La Russie était, en 1867, l’un des invités
d’honneur de la France. Toutes les attentions lui étaient
accordées. Les relations entre les deux pays ayant pâti durant
les campagnes napoléoniennes, il était important de renouer les
liens. Ainsi, une grande partie du Palais central lui était
offerte.
Le 2 juin, le Tsar Alexandre II,
accompagné de ses deux fils, arrive en grand équipage à la gare
de l’Est. Le 18 juin, il est la cible de coups de feu alors
qu’il revient, en compagnie de Napoléon III, d’une revue
militaire. L’auteur de l’attentat, un exilé polonais ne sera
condamné qu’à une peine de prison grâce au climat très favorable
à la cause polonaise. Les relations franco-russes n’en
sortent évidemment pas améliorées (le tsar succomba à la sixième
tentative d’assassinat, à Saint-Pétersbourg, en 1881). L’empereur
resta pourtant à Paris jusqu’à la fin de l’automne, se promenant
incognito dans les rues de la capitale et assistant avec ses fils
à quelques-uns des 400 bals organisés par le gotha.
Ensemble, ils prirent les tout nouveaux bateaux-mouches
qui reliaient l’expo à l’île de Billancourt, l’annexe agricole. Le
cœur des Parisiennes battait pour les deux jeunes grands-ducs,
dont les moindres mouvements étaient relatés dans la presse
quotidienne.
Dans la salle consacrée aux beaux-arts russes
qui se situait dans la section russe du
palais Omnibus, se trouvaient réunis des bronzes de
Lieberich, des dessins de l’Ecole technique de Moscou – la seule
école professionnelle de Russie. Là le calme et la majesté des
grandes figures de saints d’une mosaïque monumentale
réalisée en verre émaillé impressionnaient le visiteur. Quatre
années furent nécessaires aux artistes Chmiliewski, Bouroukine,
Agafonoff et Mouravieff, de l’établissement impérial de
Saint-Pétersbourg, pour réaliser cet ensemble imaginé par Neff,
professeur de l’Ecole technique. Commandée pour la
cathédrale Saint-Isaac de Saint-Pétersbourg (la
troisième plus grande cathédrale d’Europe après Saint-Pierre de
Rome et Saint-Paul à Londres), elle y fut installée dès son retour
de l’exposition et c’est là-bas que l’on peut encore aujourd’hui
admirer cette œuvre magnifique.
Mosaïque monumentale, commandée pour la cathédrale Saint-Isaac de Saint-Pétersbourg
Photos capturées depuis le site de la cathédrale St Isaac.

■ Informations affichées
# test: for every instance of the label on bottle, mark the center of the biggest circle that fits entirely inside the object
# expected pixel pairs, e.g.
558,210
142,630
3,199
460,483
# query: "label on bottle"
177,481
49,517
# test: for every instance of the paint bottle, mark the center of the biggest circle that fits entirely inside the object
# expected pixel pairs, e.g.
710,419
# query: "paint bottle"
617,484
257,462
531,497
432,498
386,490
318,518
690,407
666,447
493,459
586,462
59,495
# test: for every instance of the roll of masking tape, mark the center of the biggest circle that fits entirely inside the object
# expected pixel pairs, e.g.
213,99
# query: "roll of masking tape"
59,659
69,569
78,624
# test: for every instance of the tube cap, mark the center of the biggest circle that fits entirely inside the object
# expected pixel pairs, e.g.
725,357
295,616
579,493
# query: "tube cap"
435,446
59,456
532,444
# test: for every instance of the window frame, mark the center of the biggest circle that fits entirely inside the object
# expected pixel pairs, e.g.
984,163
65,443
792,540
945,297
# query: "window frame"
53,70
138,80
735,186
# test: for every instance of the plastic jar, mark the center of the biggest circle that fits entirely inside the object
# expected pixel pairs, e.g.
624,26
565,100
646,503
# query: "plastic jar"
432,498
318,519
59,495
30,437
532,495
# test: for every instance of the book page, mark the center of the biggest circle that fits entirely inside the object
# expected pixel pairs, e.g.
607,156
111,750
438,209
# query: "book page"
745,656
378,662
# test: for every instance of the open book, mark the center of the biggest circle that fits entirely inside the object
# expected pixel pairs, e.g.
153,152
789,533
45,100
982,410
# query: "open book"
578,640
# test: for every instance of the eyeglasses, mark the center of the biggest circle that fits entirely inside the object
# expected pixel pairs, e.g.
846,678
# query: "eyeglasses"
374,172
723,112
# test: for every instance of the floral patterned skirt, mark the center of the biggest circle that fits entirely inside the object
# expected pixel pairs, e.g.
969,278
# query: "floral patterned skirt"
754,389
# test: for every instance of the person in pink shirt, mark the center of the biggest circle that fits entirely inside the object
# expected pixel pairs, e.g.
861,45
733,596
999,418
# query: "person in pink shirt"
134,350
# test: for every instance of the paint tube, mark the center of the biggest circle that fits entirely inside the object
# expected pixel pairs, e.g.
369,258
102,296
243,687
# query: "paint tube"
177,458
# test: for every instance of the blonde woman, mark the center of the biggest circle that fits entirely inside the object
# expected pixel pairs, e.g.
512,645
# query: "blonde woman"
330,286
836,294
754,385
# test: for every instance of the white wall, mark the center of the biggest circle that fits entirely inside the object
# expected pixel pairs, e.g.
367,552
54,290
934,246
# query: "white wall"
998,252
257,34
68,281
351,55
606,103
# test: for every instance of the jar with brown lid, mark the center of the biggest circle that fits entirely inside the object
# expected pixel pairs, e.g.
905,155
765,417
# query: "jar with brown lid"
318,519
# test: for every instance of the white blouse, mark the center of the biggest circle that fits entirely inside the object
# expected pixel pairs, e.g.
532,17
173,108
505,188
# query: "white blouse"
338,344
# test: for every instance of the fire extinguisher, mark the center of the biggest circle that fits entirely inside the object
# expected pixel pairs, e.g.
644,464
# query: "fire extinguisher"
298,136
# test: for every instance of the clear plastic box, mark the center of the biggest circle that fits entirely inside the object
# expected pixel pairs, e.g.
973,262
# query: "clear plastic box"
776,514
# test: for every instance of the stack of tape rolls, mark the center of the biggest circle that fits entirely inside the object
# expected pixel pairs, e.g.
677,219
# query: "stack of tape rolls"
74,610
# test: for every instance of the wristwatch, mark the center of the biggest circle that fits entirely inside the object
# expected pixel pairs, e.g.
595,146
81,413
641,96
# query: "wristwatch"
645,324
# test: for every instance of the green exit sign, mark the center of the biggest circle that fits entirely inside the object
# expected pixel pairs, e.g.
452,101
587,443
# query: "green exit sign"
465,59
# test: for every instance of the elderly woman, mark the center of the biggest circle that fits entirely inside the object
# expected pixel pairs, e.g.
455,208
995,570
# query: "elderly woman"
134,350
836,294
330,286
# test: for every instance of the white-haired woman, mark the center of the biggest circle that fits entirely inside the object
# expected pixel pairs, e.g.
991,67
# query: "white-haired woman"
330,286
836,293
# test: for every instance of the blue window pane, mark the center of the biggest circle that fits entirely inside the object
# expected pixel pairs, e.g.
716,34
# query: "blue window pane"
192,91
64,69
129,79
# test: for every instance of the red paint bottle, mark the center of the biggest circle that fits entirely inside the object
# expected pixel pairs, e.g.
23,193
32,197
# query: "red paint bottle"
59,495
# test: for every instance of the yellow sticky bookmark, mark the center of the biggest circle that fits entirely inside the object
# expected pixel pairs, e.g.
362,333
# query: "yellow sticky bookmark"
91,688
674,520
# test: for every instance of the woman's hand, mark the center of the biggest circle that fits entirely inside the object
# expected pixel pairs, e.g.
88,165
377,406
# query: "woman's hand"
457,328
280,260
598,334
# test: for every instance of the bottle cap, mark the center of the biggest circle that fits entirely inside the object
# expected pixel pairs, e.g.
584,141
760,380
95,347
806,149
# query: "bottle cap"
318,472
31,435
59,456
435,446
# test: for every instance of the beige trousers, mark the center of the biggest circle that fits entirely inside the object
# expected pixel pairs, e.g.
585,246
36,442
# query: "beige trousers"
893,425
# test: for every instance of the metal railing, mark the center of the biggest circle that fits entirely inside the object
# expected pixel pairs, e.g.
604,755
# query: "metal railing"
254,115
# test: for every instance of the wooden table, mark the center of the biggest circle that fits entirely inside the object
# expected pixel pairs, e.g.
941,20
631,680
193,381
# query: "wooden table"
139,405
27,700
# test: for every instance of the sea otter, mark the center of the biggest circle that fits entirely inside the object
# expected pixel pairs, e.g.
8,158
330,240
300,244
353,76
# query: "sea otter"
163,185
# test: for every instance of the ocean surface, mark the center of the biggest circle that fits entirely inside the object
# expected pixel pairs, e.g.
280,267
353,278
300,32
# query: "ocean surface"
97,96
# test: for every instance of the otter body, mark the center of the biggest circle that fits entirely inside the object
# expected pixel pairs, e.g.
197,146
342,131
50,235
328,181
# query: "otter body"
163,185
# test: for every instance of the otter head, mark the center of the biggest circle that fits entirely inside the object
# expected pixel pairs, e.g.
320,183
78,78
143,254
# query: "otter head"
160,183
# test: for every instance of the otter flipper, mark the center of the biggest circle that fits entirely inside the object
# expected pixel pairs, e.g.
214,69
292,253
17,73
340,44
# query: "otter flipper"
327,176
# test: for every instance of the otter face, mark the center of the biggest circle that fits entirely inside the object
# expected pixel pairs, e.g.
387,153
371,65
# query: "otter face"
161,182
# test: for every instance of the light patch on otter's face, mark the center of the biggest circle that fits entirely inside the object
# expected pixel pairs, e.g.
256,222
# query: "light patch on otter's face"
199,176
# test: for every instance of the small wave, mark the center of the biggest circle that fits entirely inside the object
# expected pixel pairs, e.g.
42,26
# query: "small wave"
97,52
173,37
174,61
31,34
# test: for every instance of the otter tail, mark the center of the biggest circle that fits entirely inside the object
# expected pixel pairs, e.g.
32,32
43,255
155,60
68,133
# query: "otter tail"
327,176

■ Consignes de travail
Restituez mot pour mot le passage du texte sur la Russie à l'Exposition de 1867 qui s'ouvre sur les mots contenant « Le 2 juin, le » et se clôt sur « par le gotha. ».

■ Réponse complète
Le 2 juin, le Tsar Alexandre II,
accompagné de ses deux fils, arrive en grand équipage à la gare
de l’Est. Le 18 juin, il est la cible de coups de feu alors
qu’il revient, en compagnie de Napoléon III, d’une revue
militaire. L’auteur de l’attentat, un exilé polonais ne sera
condamné qu’à une peine de prison grâce au climat très favorable
à la cause polonaise. Les relations franco-russes n’en
sortent évidemment pas améliorées (le tsar succomba à la sixième
tentative d’assassinat, à Saint-Pétersbourg, en 1881). L’empereur
resta pourtant à Paris jusqu’à la fin de l’automne, se promenant
incognito dans les rues de la capitale et assistant avec ses fils
à quelques-uns des 400 bals organisés par le gotha.